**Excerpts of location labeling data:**
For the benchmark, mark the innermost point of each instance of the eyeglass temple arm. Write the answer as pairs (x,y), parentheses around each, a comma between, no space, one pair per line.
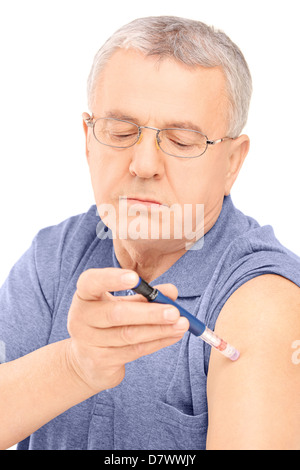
(88,120)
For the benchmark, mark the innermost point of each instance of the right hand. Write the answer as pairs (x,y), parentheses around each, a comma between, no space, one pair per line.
(107,332)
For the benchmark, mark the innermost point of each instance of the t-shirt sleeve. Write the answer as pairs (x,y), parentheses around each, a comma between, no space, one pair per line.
(247,257)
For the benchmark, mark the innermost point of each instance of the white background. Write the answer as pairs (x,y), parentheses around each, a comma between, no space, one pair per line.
(47,48)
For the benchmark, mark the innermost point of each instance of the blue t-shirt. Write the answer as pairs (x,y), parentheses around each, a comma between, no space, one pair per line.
(161,403)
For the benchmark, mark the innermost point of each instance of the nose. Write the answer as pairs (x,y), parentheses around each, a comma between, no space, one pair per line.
(147,160)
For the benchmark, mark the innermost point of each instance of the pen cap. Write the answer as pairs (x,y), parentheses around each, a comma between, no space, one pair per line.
(144,289)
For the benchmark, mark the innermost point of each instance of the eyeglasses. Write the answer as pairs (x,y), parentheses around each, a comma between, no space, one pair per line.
(176,142)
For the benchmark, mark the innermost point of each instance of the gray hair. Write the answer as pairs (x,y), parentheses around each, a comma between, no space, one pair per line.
(192,43)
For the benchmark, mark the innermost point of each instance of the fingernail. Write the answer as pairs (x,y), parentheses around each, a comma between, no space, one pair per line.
(130,279)
(181,324)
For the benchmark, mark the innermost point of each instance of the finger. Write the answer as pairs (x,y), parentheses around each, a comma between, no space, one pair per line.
(167,289)
(108,314)
(94,283)
(115,357)
(130,335)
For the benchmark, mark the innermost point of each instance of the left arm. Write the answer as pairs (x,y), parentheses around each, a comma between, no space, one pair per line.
(254,403)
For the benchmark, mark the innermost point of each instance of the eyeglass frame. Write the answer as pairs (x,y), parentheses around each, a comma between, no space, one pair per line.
(90,122)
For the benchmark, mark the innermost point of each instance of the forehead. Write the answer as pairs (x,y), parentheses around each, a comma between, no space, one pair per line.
(160,90)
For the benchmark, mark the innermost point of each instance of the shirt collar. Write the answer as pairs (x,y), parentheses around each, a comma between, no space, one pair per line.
(192,272)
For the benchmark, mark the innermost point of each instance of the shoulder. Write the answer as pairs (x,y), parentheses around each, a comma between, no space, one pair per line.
(261,319)
(58,249)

**Objective:**
Copy exactly the lines above, from the one containing "the pen cap." through the very last line.

**Correct answer:**
For the benchmark, mark the innermost point of each instance of the pen cap. Write the answer as pairs (x,y), parentheses around each, a comma between, no space, one pair per line.
(144,289)
For the benchmark, mark the innermost point of each instance of the eyeglasses. Write the answer as pairs (x,y), parentheses around each, a comma between, no space, one pair per line.
(176,142)
For the benchmark, mark the innermost point of each instance of the gray hair. Write the answer as pairs (x,y), parentheses around each, a comma between, no space, one pair per line.
(192,43)
For the benchmark, mark the innermost point of each instance of the fingernail. Write the answer as pairs (x,y), parentheses around each, a comma between, no space, one pair per line.
(130,279)
(181,324)
For the benchmark, mark the innermost point of each instance of the finger. Write the answer as pairs (x,y), parentheses around each, a comma between, no space, one pair per line.
(167,289)
(108,314)
(94,283)
(115,357)
(130,335)
For the benchmark, mark the innermost point of each instance of the left arm. Write the answer as pairs (x,y), parentheses around each, a comma between, no space, one pair per line.
(254,403)
For the benchmark, mark the innermost point of each instance of the eyeglass frame. Write the answer as pairs (x,y), parentheses around each, a comma between, no space, one pair per line.
(90,122)
For the benchmark, mark the innermost point of each instance of the forehead. Write the answer as pairs (x,y), parentheses around each, a comma between, no space, one pair per line.
(160,90)
For the benchmark, mark the innermost point of each instance of the shirt collar. Write the answer as pairs (x,y), parentheses around each, a comma between, no space, one pair per line.
(192,272)
For the benchmark, mark the innermost point of each instance of the shoulder. Write the answer as pairs (x,y), parentheses around each, a comma between, no space, one pair per line.
(261,319)
(58,249)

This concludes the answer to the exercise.